**EXTRACT:**
But please, pump the fucking brakes. Enjoy 20-year-old cultural touchstones all you want, but don't allow them to re-cast the early 2000s as some abundant utopia. Is it that easy to forget how diabolical Dick Cheney was? Or how much discrimination even the most vaguely Arabic-passing person faced in post-9/11 America? Each generation 1960-to-present has felt, at one point or another, that the world is ending—and right now we arguably have more claim to that sentiment than our predecessors—but the 2000s' widespread bigotry, blind retaliation, and greed felt outright evil in an unprecedented way.

I was 10 on 9/11, and I was five months too young to vote for Obama in '08. Perhaps I feel so strongly about this decade because it was when I first became politically aware. That's natural, and so is the fondness I have for its contemporary media. Lifelong predisposition towards the music of your adolescence has been scientifically proven over and over again.

For all of the turmoil I sensed even at such a young age, I don't remember clocking much 2000s music as overtly political. American Idiot, sure. The Chicks' anti-Bush statement, of course. But pop music usually reflects its economic climate, and despite (or more accurately, because of) the oil wars, we were still in the pre-2008 boom times. The dominant vibe was unabashed excess: McMansions, bright yellow Hummer H2s, reality TV like The Apprentice, My Super Sweet 16, Cribs, and Pimp My Ride. A lot of that was and is still fun as hell—my affinity for that era's ostentatious Southern rap begs me to cite the parade of tricked-out cars in Rich Boy's "Throw Some D's" video here—but even if many of my favorite bangers reflect their larger surroundings, I'm not out here posting this clip and captioning it "TAKE ME BACK."

In 2005, album sales had dipped from their pre-Napster peak in the late '90s, but the music industry hadn't yet cratered. Today, it seems crazy that an album like Gorillaz' Demon Days, released 20 years ago this Sunday, sold eight million copies worldwide. It was dwarfed by blockbusters from Mariah Carey, 50 Cent, Coldplay, and yes, Green Day, but it still handily outsold every album by Damon Albarn's original band, Blur. It was inescapable (especially its Grammy-winning single "Feel Good Inc."), but overall pretty weird as far as pop music goes.

**REQUIRED TASKS:**
1: Answer these questions from the essay on 2000s culture and music:
(a) How old was the writer on 9/11?
(b) How many copies did Demon Days sell worldwide?
(c) Which Demon Days single won a Grammy?
2: Reproduce word for word the stretch of the essay on 2000s culture and music from "In 2005, album" through "pop music goes.".
The data that comes after the essay has no connection to it.

**EXTRACTED INFORMATION:**
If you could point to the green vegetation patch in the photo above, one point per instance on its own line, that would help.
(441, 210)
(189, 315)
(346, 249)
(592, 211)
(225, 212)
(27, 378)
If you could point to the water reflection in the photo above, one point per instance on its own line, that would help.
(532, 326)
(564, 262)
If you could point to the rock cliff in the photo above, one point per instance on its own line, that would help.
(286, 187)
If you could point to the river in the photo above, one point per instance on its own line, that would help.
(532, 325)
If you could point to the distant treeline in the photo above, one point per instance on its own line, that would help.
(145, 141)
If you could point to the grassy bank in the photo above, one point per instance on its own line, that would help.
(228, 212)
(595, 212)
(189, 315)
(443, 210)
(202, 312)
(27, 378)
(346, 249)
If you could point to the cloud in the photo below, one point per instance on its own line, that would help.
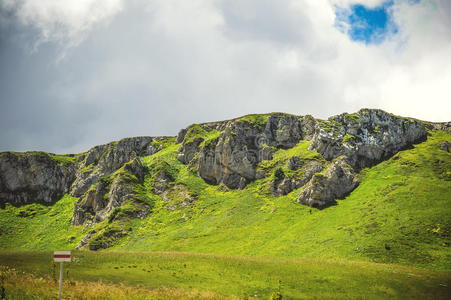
(154, 67)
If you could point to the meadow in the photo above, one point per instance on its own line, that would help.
(172, 275)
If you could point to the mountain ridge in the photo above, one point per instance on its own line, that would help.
(314, 162)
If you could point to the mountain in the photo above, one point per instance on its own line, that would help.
(369, 185)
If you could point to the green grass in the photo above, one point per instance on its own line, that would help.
(232, 276)
(398, 214)
(397, 217)
(36, 226)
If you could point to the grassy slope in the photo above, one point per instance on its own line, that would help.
(401, 204)
(189, 275)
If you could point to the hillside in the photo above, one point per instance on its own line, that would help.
(368, 186)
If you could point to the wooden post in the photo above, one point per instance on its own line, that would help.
(61, 280)
(61, 257)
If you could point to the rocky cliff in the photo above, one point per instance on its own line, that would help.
(231, 153)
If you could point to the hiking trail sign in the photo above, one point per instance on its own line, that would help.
(61, 257)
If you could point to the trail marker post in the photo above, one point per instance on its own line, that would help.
(61, 257)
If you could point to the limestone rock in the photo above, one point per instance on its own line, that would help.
(110, 192)
(105, 159)
(367, 137)
(336, 182)
(34, 177)
(232, 157)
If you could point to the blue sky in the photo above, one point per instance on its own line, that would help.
(368, 25)
(75, 74)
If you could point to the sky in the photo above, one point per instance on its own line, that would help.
(78, 73)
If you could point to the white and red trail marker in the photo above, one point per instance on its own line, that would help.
(61, 257)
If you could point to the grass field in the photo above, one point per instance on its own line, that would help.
(166, 275)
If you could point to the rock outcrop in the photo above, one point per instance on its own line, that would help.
(35, 177)
(105, 159)
(367, 137)
(361, 140)
(109, 193)
(231, 156)
(336, 182)
(227, 153)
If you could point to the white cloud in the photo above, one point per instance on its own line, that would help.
(66, 22)
(161, 65)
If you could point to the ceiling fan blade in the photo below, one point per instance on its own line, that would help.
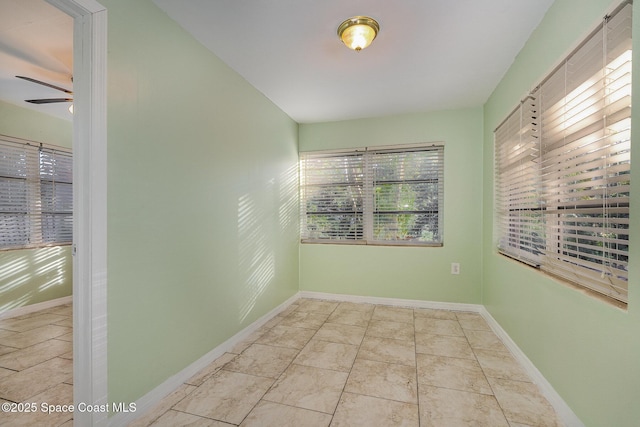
(44, 84)
(48, 101)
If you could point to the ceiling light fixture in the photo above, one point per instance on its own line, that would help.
(358, 32)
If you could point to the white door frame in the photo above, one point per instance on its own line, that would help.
(89, 206)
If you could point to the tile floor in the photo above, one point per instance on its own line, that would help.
(36, 365)
(318, 363)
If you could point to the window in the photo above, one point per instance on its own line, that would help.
(388, 196)
(35, 194)
(562, 162)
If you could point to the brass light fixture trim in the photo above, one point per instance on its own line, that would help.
(358, 32)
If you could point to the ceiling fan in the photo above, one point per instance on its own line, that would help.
(47, 100)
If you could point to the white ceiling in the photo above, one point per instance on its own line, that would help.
(429, 54)
(36, 40)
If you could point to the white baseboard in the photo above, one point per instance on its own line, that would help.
(568, 417)
(28, 309)
(152, 398)
(149, 400)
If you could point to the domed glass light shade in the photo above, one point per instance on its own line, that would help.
(358, 32)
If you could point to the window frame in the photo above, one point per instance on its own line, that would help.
(369, 209)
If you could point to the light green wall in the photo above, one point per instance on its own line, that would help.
(408, 272)
(202, 200)
(587, 349)
(30, 276)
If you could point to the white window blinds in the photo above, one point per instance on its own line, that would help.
(375, 196)
(520, 224)
(572, 216)
(35, 194)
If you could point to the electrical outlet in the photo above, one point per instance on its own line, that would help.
(455, 268)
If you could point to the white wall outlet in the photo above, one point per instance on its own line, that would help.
(455, 268)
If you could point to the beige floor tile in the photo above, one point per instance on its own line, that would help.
(34, 336)
(270, 414)
(485, 340)
(327, 355)
(20, 386)
(304, 319)
(444, 345)
(434, 314)
(472, 321)
(523, 403)
(6, 333)
(383, 380)
(211, 369)
(426, 325)
(357, 410)
(345, 334)
(319, 306)
(393, 314)
(31, 321)
(165, 404)
(286, 336)
(226, 396)
(176, 418)
(388, 350)
(452, 372)
(442, 407)
(66, 337)
(308, 388)
(61, 310)
(31, 356)
(4, 372)
(356, 318)
(390, 329)
(247, 341)
(501, 364)
(273, 321)
(347, 307)
(61, 394)
(67, 322)
(262, 360)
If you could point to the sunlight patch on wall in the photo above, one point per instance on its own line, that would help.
(34, 275)
(288, 198)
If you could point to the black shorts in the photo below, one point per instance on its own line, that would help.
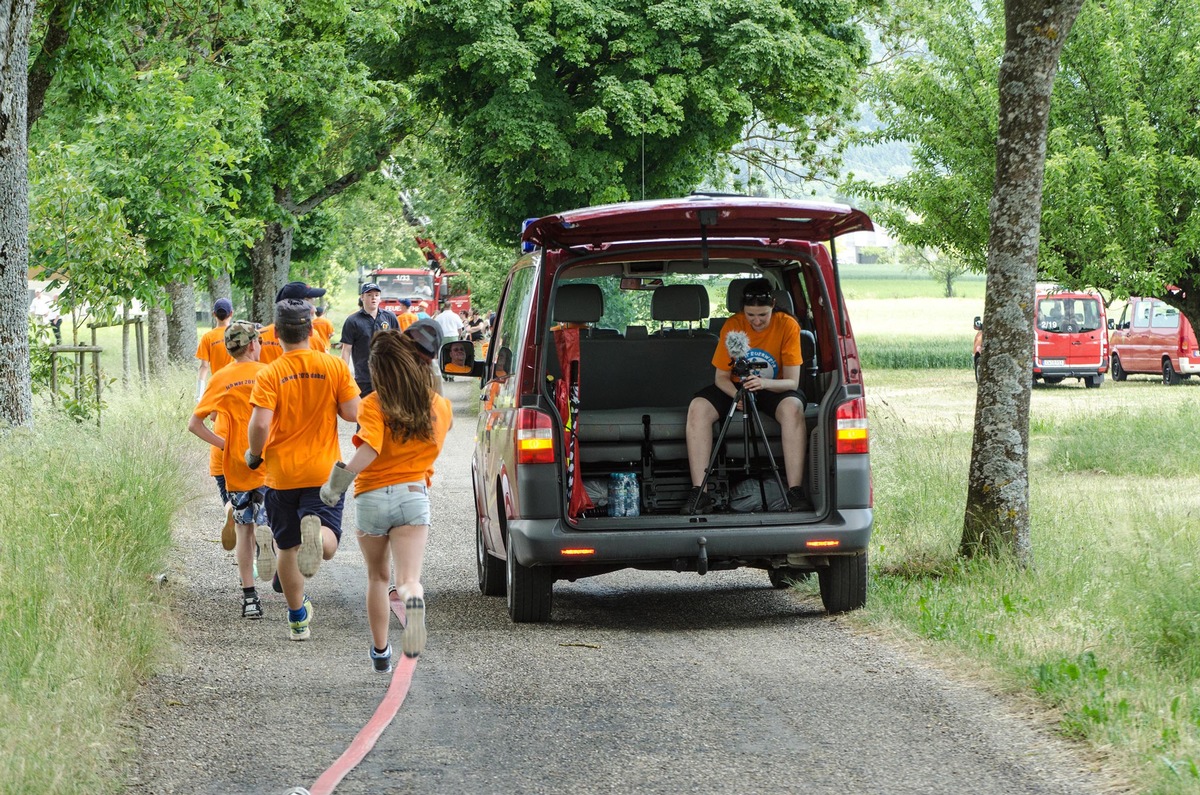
(768, 401)
(286, 507)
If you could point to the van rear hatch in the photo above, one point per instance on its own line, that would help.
(712, 217)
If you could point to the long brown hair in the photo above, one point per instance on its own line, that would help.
(401, 378)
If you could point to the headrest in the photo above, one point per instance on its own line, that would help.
(579, 304)
(679, 303)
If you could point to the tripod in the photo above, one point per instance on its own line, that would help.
(750, 435)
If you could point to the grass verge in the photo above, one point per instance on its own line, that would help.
(84, 525)
(1105, 627)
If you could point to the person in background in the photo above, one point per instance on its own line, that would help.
(227, 398)
(297, 291)
(357, 333)
(402, 428)
(293, 428)
(211, 348)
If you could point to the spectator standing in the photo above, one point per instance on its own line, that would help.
(227, 398)
(270, 340)
(357, 333)
(293, 426)
(402, 428)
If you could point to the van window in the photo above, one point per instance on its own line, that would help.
(1141, 315)
(1164, 317)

**RESPONSE LIST:**
1:
(a) 10
(b) Eight million
(c) "Feel Good Inc."

2:
In 2005, album sales had dipped from their pre-Napster peak in the late '90s, but the music industry hadn't yet cratered. Today, it seems crazy that an album like Gorillaz' Demon Days, released 20 years ago this Sunday, sold eight million copies worldwide. It was dwarfed by blockbusters from Mariah Carey, 50 Cent, Coldplay, and yes, Green Day, but it still handily outsold every album by Damon Albarn's original band, Blur. It was inescapable (especially its Grammy-winning single "Feel Good Inc."), but overall pretty weird as far as pop music goes.